◆ **REQUESTS**:
[1] Write out the passage of the EU blending platform report from "The Platform should also" to "invited as observers.", word for word.
[2] Carry on the EU blending platform report from its final sentence.

◆ **EXTRACT TO READ**:
---------------

In its subsequent report to the Council and EP on 26 October 2012, the Commission proposed setting up the new EU Platform for Blending in External Cooperation (EUBEC) as a Commission Group of Experts. Accordingly, the Platform was formally launched at the first meeting of the "Policy Group" which took place on 14 December 2012.

In line with the commitment that the Commission will report to the EP and Council, this document represents the first such report and covers the work of the Platform since its establishment on 14 December 2012 until end July 2014. [1]

The Commission has chaired the Platform meetings and has also actively contributed at the policy and technical level together with EEAS, MSs, EP and Financial Institutions (FIs). The Commission acknowledges the added value of cooperation and deliverables achieved, as reflected in the recommendations of this report.

The role of the Platform is not to replace or duplicate existing decision-making structures.

2. OBJECTIVES

The report of the Commission to Council and EP on 26 October 2012 outlined the overall objective and scope of the Platform.

The Platform should improve the quality and efficiency of EU development and external cooperation blending mechanisms, taking due account of the policy frameworks that govern the EU relations with the different partner countries, notably EU Development, Neighbourhood and Enlargement policies.

The Platform should provide guidance for the harmonisation of key principles regarding blending activities whilst allowing for differentiation by sectors and regions.

The Platform should focus on sectors where financial instruments can be most usefully deployed, within and across geographical regions.

The Platform should also help to strengthen coherence of blending activities with EU policies.

3. OVERVIEW OF THE PLATFORM WORK DURING 2013/14

The Platform is composed the Policy Group and Technical Groups.

Policy Group

The Policy Group consists of EU Member States representatives, EEAS and the Commission, with the EP invited. Other participants may be invited as observers.

---------------

◆ **RECORDS SHOWN**:
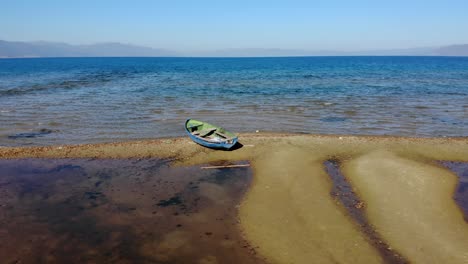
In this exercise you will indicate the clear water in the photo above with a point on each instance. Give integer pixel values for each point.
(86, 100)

---------------

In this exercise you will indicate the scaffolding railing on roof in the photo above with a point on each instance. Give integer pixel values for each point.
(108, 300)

---------------

◆ **ANSWERS**:
[1]
The Platform should also help to strengthen coherence of blending activities with EU policies.

3. OVERVIEW OF THE PLATFORM WORK DURING 2013/14

The Platform is composed the Policy Group and Technical Groups.

Policy Group

The Policy Group consists of EU Member States representatives, EEAS and the Commission, with the EP invited. Other participants may be invited as observers.

[2]
The Platform was launched at the first meeting of the "Policy Group" (14 December 2012) which agreed on the Work Plan for 2013 which was then revised in June 2013 and December 2013. The Policy Group has met five times, in December 2012, June and December 2013, April and July 2014 and discussed the work of the Technical Groups and additional selected topics, with input provided by the Commission, such as on the Future Governance of EU blending facilities and the role of non EU-FIs in EU blending facilities.

FIs involved in the technical work were invited to participate at Policy Group meetings as observers. The Commission chairs the meetings and provides the secretariat ensuring coordination and communication.

Technical Groups

The Technical Groups (TGs) consist of the Commission, EEAS, FIs and a number of Member States representatives. Representatives of the EP also participate in the technical work of the Platform. The sharing and exchange of expertise between participants has been an essential and mutually beneficial experience.

Up to date, five specific TGs were established, complemented by several cross-cutting TG meetings. These were focused on the following objectives:  

TG 1 "Review of existing blending mechanisms" - TG 2 "Enhancement of blending activities"- Results Measurement Framework (RFM) - TG 3 "Improvement of Processes" - TG 4 "Promotion of Financial Instruments" - TG 5 "Contracting, monitoring and reporting"

This technical work was complemented with four workshops: (a) on the issue of "Climate Change mainstreaming in blending facilities" (b) on "Debt sustainability" (c) on Blending and ODA, and (d) a roundtable with European Export Credit Agencies (ECAs).

The EP actively participated in the discussion of the Platform both at the Policy Group and the Technical Groups.

Involvement of Civil Society and Private Sector

Four meetings were held with representatives of Civil Society Organisations (CSOs) - two meetings on 30 April and 24 July 2013, a brainstorming session on how to catalyse private financing with blending organised in the context of the European Development Days on 26 November 2013, targeting the CSOs and private sector investors and another meeting on 3 July 2014 involving CSOs and private sector.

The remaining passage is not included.